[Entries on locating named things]
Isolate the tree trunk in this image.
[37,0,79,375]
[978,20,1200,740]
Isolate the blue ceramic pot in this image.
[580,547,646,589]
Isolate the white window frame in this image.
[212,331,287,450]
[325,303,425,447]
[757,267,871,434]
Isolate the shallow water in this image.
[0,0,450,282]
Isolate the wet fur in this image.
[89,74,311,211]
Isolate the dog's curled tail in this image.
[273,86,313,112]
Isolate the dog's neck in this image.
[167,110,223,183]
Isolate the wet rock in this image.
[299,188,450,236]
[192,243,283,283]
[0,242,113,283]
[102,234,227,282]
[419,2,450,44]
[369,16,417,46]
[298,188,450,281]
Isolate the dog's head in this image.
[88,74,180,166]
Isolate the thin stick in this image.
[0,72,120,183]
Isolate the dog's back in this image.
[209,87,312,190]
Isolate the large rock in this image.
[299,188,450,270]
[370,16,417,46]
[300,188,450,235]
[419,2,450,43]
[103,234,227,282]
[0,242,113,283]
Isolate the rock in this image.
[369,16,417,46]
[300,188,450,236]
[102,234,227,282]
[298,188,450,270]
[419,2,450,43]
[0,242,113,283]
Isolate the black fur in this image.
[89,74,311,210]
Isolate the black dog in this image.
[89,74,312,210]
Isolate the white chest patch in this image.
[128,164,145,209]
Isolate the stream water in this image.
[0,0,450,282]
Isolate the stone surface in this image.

- STATED EXERCISE
Reproduce all of the records above word for word, leaving none out.

- RESULT BELOW
Isolate the tree trunk in this image.
[37,0,79,375]
[978,20,1200,740]
Isolate the blue ceramic pot in this image.
[580,547,646,589]
Isolate the white window frame in this image.
[212,331,287,450]
[325,303,425,447]
[757,267,871,434]
Isolate the shallow water in this image.
[0,0,450,282]
Isolate the wet fur in this image.
[89,74,311,211]
Isolate the dog's curled tail in this image.
[273,86,313,112]
Isolate the dog's neck in this image.
[167,110,223,183]
Isolate the wet rock in this image.
[299,188,450,236]
[192,243,283,283]
[0,242,113,283]
[102,234,227,282]
[419,2,450,44]
[369,16,417,46]
[298,188,450,281]
Isolate the dog's head in this image.
[88,74,180,166]
Isolate the thin stick in this image.
[0,72,120,183]
Isolate the dog's back in this image.
[209,87,312,190]
Isolate the large rock in this image.
[299,188,450,270]
[370,16,417,46]
[300,188,450,235]
[419,2,450,43]
[103,234,227,282]
[0,242,113,283]
Isolate the rock in this image.
[369,16,417,46]
[300,188,450,236]
[102,234,227,282]
[298,188,450,270]
[419,2,450,43]
[0,242,113,283]
Isolate the black fur in this image.
[89,74,311,210]
Isolate the black dog in this image.
[89,74,312,210]
Isolate the white chest patch in this image.
[128,164,145,209]
Isolate the stream water in this image.
[0,0,450,282]
Isolate the stone surface in this image.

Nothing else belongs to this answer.